• _Task details_
Send back the entries below exactly as they appear.

-------- Given records

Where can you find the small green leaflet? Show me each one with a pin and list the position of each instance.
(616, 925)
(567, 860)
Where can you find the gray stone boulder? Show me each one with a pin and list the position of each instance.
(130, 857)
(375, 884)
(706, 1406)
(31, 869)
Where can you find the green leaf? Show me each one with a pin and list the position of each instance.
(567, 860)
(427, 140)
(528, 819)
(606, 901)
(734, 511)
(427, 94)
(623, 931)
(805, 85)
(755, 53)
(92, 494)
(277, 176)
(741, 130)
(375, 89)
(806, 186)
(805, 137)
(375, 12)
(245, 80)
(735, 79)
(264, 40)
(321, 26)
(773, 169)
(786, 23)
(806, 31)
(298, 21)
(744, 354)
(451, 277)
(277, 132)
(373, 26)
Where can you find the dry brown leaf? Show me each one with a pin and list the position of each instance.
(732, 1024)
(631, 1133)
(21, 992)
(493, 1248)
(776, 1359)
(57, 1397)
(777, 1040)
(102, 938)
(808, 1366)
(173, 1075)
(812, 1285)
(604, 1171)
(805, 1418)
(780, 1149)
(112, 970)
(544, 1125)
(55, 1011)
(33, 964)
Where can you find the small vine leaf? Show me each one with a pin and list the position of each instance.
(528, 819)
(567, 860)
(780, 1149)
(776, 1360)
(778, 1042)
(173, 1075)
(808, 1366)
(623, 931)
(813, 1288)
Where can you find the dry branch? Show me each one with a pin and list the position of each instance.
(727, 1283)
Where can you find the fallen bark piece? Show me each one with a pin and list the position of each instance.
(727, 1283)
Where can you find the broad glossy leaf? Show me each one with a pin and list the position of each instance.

----------------

• _Answer in full_
Where can you find the small green leaflet? Show me each one with a pin and list the position of each instance.
(616, 925)
(567, 860)
Where can you find the gray stone boulder? Show me each one with a pin and list the position of each instance.
(130, 857)
(375, 884)
(706, 1406)
(31, 869)
Where can you find the green leaf? Show me each one with a pin and list the position of each instance.
(567, 860)
(427, 140)
(528, 819)
(606, 901)
(734, 511)
(427, 94)
(623, 931)
(805, 85)
(755, 53)
(92, 494)
(277, 176)
(741, 130)
(375, 89)
(806, 186)
(805, 137)
(375, 12)
(245, 80)
(735, 79)
(264, 40)
(321, 26)
(773, 169)
(786, 23)
(806, 31)
(298, 21)
(744, 354)
(451, 277)
(277, 132)
(373, 26)
Where can you find the dry brown leaf? Show me each one with a pin and list the position of each instance.
(732, 1024)
(631, 1133)
(21, 992)
(493, 1248)
(776, 1359)
(57, 1397)
(777, 1040)
(102, 938)
(808, 1366)
(173, 1075)
(812, 1285)
(604, 1171)
(805, 1418)
(780, 1149)
(112, 970)
(544, 1125)
(55, 1011)
(33, 964)
Where can you find the small vine leaf? Show me each one with a pin and list the position of each instance.
(528, 819)
(567, 860)
(780, 1149)
(776, 1360)
(778, 1042)
(173, 1075)
(808, 1366)
(623, 931)
(813, 1288)
Where can you find the dry branch? Show me each one with a pin and list the position of each instance.
(727, 1283)
Where can you find the fallen bark piece? Show me each one with a pin and list the position of each instance.
(727, 1283)
Where can you find the broad glossy leaf? Show me each one with a pin and list the position of each instance.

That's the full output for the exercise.